→ Énoncé du problème 1: Présentez sous forme de liste numérotée les lignes des enregistrements, en commençant à celle qui contient « Could you kindly pick out the green foliage » et en poursuivant jusqu'à la fin des enregistrements, sans les lignes vides.

→ Page:
Par Iaqov Demarque, psychanalyste.
Cet après-midi, je décide d’aller “marauder” du côté de la Gare du Midi, à Bruxelles.
Histoire de faire un peu de repérage, de distribuer quelques flyers pour le prochain repas de la Maraude, quelques “bons plans”, aussi, avec les coordonnées de “Psys en Rue”.
Tiens, ça va vite, aujourd’hui : à peine trois quarts d’heure... ben oui, c’est le WE !
Sur place, j’observe....
Un groupe de Polonais papote, une canette ou une bouteille de Ravini à la main. Un faux martini, à 3 euros 50 le litre, qui vous nécrose le foie en deux temps trois mouvements. une belle saloperie ! Mais bon, je les comprends : ça saoule, ça déstresse...
Soudain surgit un jeune Marocain, très excité, visiblement sous l’influence d’autre chose que le Ravini. Speed, ou coke, à coup sûr !
Il est hyper agressif, et s’en prend à un des polonais. Il le menace, le frappe, part, revient, recommence ses agressions. Au moins une dizaine de fois.

→ Informations affichées:
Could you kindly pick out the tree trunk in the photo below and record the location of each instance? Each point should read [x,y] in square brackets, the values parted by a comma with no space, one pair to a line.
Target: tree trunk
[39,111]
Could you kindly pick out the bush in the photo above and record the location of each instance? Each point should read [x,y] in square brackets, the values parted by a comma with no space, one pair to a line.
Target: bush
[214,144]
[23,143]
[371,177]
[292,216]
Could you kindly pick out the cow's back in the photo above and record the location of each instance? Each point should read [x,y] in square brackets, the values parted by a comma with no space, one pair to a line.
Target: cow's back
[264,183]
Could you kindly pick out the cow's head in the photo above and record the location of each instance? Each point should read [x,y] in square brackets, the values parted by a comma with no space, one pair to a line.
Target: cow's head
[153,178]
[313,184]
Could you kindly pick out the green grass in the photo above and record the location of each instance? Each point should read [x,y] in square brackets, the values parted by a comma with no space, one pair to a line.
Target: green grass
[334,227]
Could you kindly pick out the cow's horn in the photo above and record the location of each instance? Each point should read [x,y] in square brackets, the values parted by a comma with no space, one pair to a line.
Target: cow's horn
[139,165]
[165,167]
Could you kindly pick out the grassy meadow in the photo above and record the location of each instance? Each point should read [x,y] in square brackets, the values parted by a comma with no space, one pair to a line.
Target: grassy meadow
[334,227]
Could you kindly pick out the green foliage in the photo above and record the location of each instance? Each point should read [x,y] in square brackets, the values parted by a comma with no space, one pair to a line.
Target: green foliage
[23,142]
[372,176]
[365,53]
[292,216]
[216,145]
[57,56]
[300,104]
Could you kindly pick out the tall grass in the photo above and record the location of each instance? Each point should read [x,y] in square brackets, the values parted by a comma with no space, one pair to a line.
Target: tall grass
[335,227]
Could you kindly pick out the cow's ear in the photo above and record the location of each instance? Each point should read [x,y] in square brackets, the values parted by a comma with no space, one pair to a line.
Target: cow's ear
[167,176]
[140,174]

→ Énoncé du problème 2: D'après le texte sur la maraude à la Gare du Midi, à quel prix se vend le litre de Ravini ?

→ Solution détaillée 1:
1. Could you kindly pick out the green foliage in the photo above and record the location of each instance? Each point should read [x,y] in square brackets, the values parted by a comma with no space, one pair to a line.
2. Target: green foliage
3. [23,142]
4. [372,176]
5. [365,53]
6. [292,216]
7. [216,145]
8. [57,56]
9. [300,104]
10. Could you kindly pick out the tall grass in the photo above and record the location of each instance? Each point should read [x,y] in square brackets, the values parted by a comma with no space, one pair to a line.
11. Target: tall grass
12. [335,227]
13. Could you kindly pick out the cow's ear in the photo above and record the location of each instance? Each point should read [x,y] in square brackets, the values parted by a comma with no space, one pair to a line.
14. Target: cow's ear
15. [167,176]
16. [140,174]

→ Solution détaillée 2: 3 euros 50 le litre.